Rewrite all of the rows below with "Response body" swapped for "Reply body" and nothing else altered, omitting the pictures from your answer.

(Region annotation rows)
'''
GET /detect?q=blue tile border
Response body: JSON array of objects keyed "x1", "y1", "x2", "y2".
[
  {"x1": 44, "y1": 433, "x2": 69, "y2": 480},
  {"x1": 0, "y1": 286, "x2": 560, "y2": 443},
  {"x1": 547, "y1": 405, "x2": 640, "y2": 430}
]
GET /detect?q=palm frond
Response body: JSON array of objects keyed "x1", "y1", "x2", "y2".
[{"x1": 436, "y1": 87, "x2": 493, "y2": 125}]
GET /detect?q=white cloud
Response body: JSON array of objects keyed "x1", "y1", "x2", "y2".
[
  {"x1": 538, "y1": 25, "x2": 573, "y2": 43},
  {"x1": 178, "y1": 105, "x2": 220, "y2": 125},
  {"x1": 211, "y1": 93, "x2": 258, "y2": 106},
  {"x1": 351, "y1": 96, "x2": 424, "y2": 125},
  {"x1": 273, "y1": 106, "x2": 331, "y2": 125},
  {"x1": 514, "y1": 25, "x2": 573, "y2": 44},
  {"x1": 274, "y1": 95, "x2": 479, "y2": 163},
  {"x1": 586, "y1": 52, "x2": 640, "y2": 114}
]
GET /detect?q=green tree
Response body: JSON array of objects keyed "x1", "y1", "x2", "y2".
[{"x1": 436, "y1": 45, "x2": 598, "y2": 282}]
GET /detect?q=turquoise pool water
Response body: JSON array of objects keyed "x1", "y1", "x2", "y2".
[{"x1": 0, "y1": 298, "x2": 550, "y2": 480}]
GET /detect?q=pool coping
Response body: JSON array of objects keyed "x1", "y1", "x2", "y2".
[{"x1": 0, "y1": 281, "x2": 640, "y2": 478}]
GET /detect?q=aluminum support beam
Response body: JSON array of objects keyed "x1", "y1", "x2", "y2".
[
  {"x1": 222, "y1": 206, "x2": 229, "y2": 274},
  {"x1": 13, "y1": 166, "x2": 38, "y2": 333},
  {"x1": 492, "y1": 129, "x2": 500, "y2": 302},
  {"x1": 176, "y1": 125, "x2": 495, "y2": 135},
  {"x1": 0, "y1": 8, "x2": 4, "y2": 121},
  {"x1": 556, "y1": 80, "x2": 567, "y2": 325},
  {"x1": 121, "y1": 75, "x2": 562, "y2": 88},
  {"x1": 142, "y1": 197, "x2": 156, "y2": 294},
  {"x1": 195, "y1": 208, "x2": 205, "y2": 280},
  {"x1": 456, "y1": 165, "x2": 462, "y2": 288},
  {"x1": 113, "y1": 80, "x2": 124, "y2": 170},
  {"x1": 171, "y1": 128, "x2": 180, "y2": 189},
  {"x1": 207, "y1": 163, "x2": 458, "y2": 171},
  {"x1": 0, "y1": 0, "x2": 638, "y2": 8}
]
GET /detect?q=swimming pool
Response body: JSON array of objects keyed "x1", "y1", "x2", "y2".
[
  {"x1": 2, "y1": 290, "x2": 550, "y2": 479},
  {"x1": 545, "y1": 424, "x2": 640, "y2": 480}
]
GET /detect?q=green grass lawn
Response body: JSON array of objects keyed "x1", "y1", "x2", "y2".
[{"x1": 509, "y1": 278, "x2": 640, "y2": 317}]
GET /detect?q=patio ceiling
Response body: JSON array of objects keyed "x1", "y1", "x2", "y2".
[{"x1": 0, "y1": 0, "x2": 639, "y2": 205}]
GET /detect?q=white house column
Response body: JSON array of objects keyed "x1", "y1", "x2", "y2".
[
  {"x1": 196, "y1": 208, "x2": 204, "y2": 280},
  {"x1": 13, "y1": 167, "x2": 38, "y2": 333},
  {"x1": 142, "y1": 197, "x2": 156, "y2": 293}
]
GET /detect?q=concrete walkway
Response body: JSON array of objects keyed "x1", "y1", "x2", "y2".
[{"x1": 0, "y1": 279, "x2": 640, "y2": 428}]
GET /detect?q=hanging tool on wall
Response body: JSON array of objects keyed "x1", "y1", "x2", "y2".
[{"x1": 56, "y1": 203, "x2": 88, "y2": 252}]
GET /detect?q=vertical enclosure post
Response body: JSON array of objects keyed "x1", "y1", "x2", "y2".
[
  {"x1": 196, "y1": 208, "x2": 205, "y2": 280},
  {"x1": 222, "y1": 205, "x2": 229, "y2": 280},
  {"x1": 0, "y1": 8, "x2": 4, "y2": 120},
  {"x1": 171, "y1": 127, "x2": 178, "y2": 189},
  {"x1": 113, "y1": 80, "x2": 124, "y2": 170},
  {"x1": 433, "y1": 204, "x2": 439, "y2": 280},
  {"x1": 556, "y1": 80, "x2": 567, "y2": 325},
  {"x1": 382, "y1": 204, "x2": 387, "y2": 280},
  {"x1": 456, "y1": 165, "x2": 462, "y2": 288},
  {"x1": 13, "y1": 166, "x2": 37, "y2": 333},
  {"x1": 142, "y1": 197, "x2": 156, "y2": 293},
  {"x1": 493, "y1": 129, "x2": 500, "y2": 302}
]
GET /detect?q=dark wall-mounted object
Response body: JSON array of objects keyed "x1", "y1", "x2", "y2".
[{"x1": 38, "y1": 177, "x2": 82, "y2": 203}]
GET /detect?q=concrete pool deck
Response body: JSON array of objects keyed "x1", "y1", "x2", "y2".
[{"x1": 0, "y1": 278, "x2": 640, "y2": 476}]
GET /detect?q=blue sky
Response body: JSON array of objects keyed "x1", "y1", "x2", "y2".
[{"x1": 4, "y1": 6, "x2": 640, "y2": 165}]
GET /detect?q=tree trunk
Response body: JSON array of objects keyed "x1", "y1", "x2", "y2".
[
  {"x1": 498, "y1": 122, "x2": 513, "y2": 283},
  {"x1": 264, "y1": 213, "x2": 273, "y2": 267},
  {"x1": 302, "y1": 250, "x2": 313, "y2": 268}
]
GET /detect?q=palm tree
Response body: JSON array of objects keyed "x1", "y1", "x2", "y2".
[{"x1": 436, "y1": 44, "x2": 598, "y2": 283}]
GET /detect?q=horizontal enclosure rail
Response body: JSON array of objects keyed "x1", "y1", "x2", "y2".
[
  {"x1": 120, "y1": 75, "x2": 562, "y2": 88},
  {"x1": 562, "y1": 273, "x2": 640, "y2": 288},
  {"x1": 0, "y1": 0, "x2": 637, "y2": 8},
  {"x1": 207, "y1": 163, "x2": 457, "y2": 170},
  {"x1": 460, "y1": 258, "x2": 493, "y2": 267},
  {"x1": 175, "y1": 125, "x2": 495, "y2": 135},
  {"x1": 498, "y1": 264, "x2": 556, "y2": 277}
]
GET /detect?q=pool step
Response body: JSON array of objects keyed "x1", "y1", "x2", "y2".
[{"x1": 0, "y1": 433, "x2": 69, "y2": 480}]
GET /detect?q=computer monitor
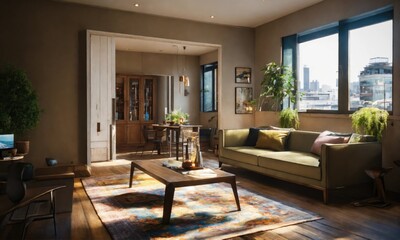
'''
• [ANSWER TO THE TASK]:
GET /detect?q=blue tile border
Reply body: JSON array of objects keyed "x1", "y1", "x2", "y2".
[
  {"x1": 44, "y1": 433, "x2": 69, "y2": 480},
  {"x1": 0, "y1": 286, "x2": 560, "y2": 443},
  {"x1": 547, "y1": 405, "x2": 640, "y2": 430}
]
GET /detect?q=palm frond
Reply body: JSON array of objects keyed "x1", "y1", "x2", "y2".
[{"x1": 436, "y1": 87, "x2": 493, "y2": 125}]
GET /detect?q=white cloud
Reply body: JSON array of objects keyed "x1", "y1", "x2", "y2".
[
  {"x1": 538, "y1": 25, "x2": 573, "y2": 43},
  {"x1": 178, "y1": 105, "x2": 220, "y2": 125},
  {"x1": 211, "y1": 93, "x2": 258, "y2": 106},
  {"x1": 351, "y1": 96, "x2": 424, "y2": 125},
  {"x1": 273, "y1": 106, "x2": 331, "y2": 125},
  {"x1": 514, "y1": 25, "x2": 573, "y2": 44},
  {"x1": 274, "y1": 95, "x2": 479, "y2": 163},
  {"x1": 586, "y1": 52, "x2": 640, "y2": 114}
]
GET /detect?q=green tree
Reply body: JSON array of objects keyed "x1", "y1", "x2", "y2".
[{"x1": 436, "y1": 45, "x2": 598, "y2": 282}]
GET /detect?q=turquoise pool water
Reply body: JSON array of objects keyed "x1", "y1", "x2", "y2".
[{"x1": 0, "y1": 298, "x2": 550, "y2": 480}]
GET /detect?q=pool coping
Reply body: JSON array of objects keyed "x1", "y1", "x2", "y2".
[{"x1": 0, "y1": 281, "x2": 640, "y2": 478}]
GET /detect?q=aluminum support beam
Reply body: JSON array of objects keyed "x1", "y1", "x2", "y2".
[
  {"x1": 222, "y1": 206, "x2": 229, "y2": 274},
  {"x1": 13, "y1": 166, "x2": 38, "y2": 333},
  {"x1": 492, "y1": 129, "x2": 500, "y2": 302},
  {"x1": 176, "y1": 125, "x2": 495, "y2": 135},
  {"x1": 0, "y1": 8, "x2": 4, "y2": 121},
  {"x1": 556, "y1": 80, "x2": 567, "y2": 325},
  {"x1": 121, "y1": 75, "x2": 562, "y2": 88},
  {"x1": 142, "y1": 197, "x2": 156, "y2": 294},
  {"x1": 195, "y1": 208, "x2": 205, "y2": 280},
  {"x1": 456, "y1": 165, "x2": 462, "y2": 288},
  {"x1": 113, "y1": 80, "x2": 124, "y2": 170},
  {"x1": 171, "y1": 128, "x2": 180, "y2": 189},
  {"x1": 207, "y1": 163, "x2": 458, "y2": 171},
  {"x1": 0, "y1": 0, "x2": 638, "y2": 8}
]
GET /detect?q=swimming pool
Reply body: JSON array of objects keyed "x1", "y1", "x2", "y2".
[
  {"x1": 2, "y1": 290, "x2": 550, "y2": 479},
  {"x1": 545, "y1": 424, "x2": 640, "y2": 480}
]
GET /detect?q=green grass lawn
Reply body: JSON array of objects keyed "x1", "y1", "x2", "y2".
[{"x1": 509, "y1": 278, "x2": 640, "y2": 317}]
GET /detect?q=patio ceiling
Reply body: JSON array of objects keyed "x1", "y1", "x2", "y2".
[{"x1": 0, "y1": 0, "x2": 639, "y2": 205}]
GET /detect?q=white house column
Reply body: JSON array of objects keyed "x1", "y1", "x2", "y2".
[
  {"x1": 196, "y1": 208, "x2": 204, "y2": 280},
  {"x1": 13, "y1": 167, "x2": 38, "y2": 333},
  {"x1": 142, "y1": 197, "x2": 156, "y2": 293}
]
GET /detect?q=concrete walkway
Reply body: JSON array of objects keyed "x1", "y1", "x2", "y2".
[{"x1": 0, "y1": 279, "x2": 640, "y2": 428}]
GET /detect?q=hanging tool on wall
Reply body: JSON array of objects keyed "x1", "y1", "x2", "y2".
[{"x1": 56, "y1": 203, "x2": 88, "y2": 252}]
GET /detect?q=vertical enclosure post
Reply body: JSON array of objects keyed "x1", "y1", "x2", "y2".
[
  {"x1": 196, "y1": 208, "x2": 205, "y2": 280},
  {"x1": 222, "y1": 205, "x2": 229, "y2": 280},
  {"x1": 0, "y1": 8, "x2": 4, "y2": 120},
  {"x1": 171, "y1": 127, "x2": 178, "y2": 189},
  {"x1": 113, "y1": 80, "x2": 124, "y2": 170},
  {"x1": 433, "y1": 204, "x2": 439, "y2": 280},
  {"x1": 556, "y1": 80, "x2": 567, "y2": 325},
  {"x1": 382, "y1": 204, "x2": 387, "y2": 280},
  {"x1": 456, "y1": 165, "x2": 462, "y2": 288},
  {"x1": 13, "y1": 166, "x2": 37, "y2": 333},
  {"x1": 142, "y1": 197, "x2": 156, "y2": 293},
  {"x1": 493, "y1": 129, "x2": 500, "y2": 302}
]
GET /detect?q=dark wall-mounted object
Reply body: JSON array of objects keyed "x1", "y1", "x2", "y2".
[{"x1": 38, "y1": 177, "x2": 82, "y2": 203}]
GET /detect?q=concrete pool deck
Reply body: JSON array of objects keyed "x1", "y1", "x2", "y2".
[{"x1": 0, "y1": 278, "x2": 640, "y2": 476}]
GET /detect?q=blue sky
Reply body: JSON array of objects keyed "x1", "y1", "x2", "y2".
[{"x1": 4, "y1": 6, "x2": 640, "y2": 165}]
GET /detect?q=tree trunk
Reply body: JSON array of objects keyed "x1", "y1", "x2", "y2".
[
  {"x1": 498, "y1": 122, "x2": 513, "y2": 283},
  {"x1": 264, "y1": 213, "x2": 273, "y2": 267},
  {"x1": 302, "y1": 250, "x2": 313, "y2": 268}
]
GET /detect?q=palm tree
Reply body: JSON array of objects keyed "x1", "y1", "x2", "y2".
[{"x1": 436, "y1": 44, "x2": 598, "y2": 283}]
GET /detect?q=horizontal enclosure rail
Reply body: JSON array of objects keyed "x1", "y1", "x2", "y2".
[
  {"x1": 120, "y1": 75, "x2": 562, "y2": 88},
  {"x1": 562, "y1": 273, "x2": 640, "y2": 288},
  {"x1": 0, "y1": 0, "x2": 637, "y2": 8},
  {"x1": 207, "y1": 163, "x2": 457, "y2": 170},
  {"x1": 460, "y1": 258, "x2": 493, "y2": 267},
  {"x1": 175, "y1": 125, "x2": 495, "y2": 135},
  {"x1": 498, "y1": 264, "x2": 556, "y2": 277}
]
GET /detect?q=pool step
Reply body: JSON array of objects keyed "x1", "y1", "x2", "y2".
[{"x1": 0, "y1": 433, "x2": 69, "y2": 480}]
GET /detect?q=computer monitor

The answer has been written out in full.